--- TEXT PROVIDED ---

------

Secondly, in a general sense, I am employed in a profession (higher education) that is all about the production, manipulation, and distribution of scholarly and general knowledge, and it strikes me as troublingly ironic that many still resist embracing those very principles in the manner and techniques in which they Edumacate Young Minds™ (uh oh, the sarcasm is slipping out…sorry). It is, I think, a resistance borne out of the idea of academic freedom but in a slightly twisted manner. The culture of higher education somewhat fetishizes the role of the professor/instructor in the classroom as an Island Unto Themselves, which inculcates a further sense of closed resistance when “threatened” with external scrutiny. In this age of macro budgetary pressures, outcomes assessment, and ideologically-driven but intellectually-stunted state legislators, wrapping up our teaching methods and materials in a Mystery Box (shout out to J.J. Abrams!) behind the walls of our Ivory Towers does not help anyone — not students, not society, and not even ourselves. If one of the goals of my profession is to showcase my scholarly activity (produce and distribute knowledge, right?), then there is no reason for me not to apply this to my teaching as well.

------

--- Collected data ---

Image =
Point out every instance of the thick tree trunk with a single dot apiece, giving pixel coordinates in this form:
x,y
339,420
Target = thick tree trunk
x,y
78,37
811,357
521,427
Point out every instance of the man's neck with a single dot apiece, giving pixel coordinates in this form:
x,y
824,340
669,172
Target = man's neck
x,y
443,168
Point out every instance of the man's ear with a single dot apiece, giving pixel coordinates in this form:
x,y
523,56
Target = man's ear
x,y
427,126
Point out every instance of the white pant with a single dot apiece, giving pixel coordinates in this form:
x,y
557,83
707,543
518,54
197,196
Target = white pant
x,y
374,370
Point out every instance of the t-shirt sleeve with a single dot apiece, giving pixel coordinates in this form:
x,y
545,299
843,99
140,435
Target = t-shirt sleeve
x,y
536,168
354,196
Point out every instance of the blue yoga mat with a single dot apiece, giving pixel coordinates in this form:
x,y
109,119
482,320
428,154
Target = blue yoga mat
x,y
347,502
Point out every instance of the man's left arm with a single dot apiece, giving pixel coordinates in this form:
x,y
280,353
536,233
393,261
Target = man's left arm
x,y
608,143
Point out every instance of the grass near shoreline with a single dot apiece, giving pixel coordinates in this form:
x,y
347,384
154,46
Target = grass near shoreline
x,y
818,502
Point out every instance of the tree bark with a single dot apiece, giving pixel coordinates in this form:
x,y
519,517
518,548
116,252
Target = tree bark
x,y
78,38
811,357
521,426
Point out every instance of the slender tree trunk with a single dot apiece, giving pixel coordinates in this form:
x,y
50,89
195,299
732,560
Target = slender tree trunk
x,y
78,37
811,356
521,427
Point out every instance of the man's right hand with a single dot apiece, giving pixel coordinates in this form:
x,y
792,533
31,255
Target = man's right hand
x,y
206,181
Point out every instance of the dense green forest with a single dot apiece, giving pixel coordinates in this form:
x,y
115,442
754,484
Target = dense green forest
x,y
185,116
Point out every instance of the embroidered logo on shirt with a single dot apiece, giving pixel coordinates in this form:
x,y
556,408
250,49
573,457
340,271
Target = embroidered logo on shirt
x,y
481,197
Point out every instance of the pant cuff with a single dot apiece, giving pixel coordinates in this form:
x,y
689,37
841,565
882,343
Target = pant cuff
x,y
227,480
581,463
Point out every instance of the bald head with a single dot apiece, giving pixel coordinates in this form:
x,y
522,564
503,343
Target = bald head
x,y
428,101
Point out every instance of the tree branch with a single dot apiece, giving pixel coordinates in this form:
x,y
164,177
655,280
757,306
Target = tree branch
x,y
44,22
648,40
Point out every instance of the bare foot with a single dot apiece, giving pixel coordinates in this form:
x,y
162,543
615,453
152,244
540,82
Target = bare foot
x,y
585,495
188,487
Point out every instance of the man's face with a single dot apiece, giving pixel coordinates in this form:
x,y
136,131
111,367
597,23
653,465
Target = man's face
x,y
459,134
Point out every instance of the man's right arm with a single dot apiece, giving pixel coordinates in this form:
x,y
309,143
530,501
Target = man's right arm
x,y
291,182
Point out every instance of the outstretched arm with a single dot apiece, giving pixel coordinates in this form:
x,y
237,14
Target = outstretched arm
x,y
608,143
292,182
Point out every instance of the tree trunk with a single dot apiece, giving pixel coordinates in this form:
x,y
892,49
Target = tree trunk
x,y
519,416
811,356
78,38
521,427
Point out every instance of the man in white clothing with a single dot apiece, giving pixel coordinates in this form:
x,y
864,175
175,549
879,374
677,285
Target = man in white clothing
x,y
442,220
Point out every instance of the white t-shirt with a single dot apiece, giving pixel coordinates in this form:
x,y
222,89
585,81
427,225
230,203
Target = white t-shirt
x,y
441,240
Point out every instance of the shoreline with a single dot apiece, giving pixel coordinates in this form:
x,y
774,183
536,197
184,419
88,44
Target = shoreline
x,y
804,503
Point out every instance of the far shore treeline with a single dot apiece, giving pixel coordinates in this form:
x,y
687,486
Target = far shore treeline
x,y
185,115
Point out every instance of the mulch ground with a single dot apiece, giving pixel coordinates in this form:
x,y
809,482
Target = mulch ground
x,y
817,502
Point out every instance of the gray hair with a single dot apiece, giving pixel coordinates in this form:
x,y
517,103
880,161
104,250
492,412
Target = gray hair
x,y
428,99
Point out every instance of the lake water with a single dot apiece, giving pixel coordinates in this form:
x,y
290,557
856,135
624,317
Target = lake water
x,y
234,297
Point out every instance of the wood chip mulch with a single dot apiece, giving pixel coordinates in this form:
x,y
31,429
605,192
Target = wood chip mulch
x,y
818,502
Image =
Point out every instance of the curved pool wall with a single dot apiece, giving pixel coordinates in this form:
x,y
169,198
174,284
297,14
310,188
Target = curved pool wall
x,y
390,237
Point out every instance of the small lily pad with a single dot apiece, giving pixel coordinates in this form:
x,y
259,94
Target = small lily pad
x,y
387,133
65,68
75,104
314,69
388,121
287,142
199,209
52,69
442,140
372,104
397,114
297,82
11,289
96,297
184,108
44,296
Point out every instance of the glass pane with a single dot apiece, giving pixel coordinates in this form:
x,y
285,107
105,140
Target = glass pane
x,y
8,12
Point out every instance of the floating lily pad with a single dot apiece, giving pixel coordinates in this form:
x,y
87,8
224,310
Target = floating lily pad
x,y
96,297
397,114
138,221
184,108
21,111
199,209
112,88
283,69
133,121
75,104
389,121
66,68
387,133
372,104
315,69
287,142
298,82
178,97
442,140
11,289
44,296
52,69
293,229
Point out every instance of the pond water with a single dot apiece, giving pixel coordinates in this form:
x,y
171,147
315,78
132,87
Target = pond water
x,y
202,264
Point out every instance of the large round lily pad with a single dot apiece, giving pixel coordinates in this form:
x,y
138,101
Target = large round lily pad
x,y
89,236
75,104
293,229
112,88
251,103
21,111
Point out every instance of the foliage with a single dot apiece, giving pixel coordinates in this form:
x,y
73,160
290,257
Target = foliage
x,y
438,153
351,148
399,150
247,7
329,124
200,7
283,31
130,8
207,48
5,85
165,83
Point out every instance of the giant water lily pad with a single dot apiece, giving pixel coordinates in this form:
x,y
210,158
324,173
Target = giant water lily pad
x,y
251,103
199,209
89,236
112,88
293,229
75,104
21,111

------

--- REQUIREMENT ---
Write the next part of the text on sharing teaching methods in higher education, picking up right after its final sentence.

--- RIGHT ANSWER ---
Ultimately, then, it comes down to a desire on my part to push past the Fear of the Open that pervades my experiences in higher education, particularly when it comes to teaching. Apologies again to J.J. Abrams’ great TED Talk for this tortured misappropriation, but, in higher education, mystery is not always more important than knowledge. Therefore, this website is me opening up the Mystery Box. Come take a look. Poke around. Take what you need (within the parameters of the Creative Commons License for this site, which you can find out more about by clicking here). And then give something back. It’s all good.

And the Hard Slog Continues…

It should probably go without saying that this website is still very much under construction. As I update and add more content this summer, the site will take on a more well-rounded shape.  The intent is to use this as my main teaching website, managing most all of the content for my classes. In part, it’s an effort to abandon Blackboard, which I find so cumbersome and annoying, but it is also an opportunity to embrace more fully a broader digital perspective in my teaching. We’ll see if I still feel the same in six months time, but right now, summer blossoms with possibilities. Suck on that, haters!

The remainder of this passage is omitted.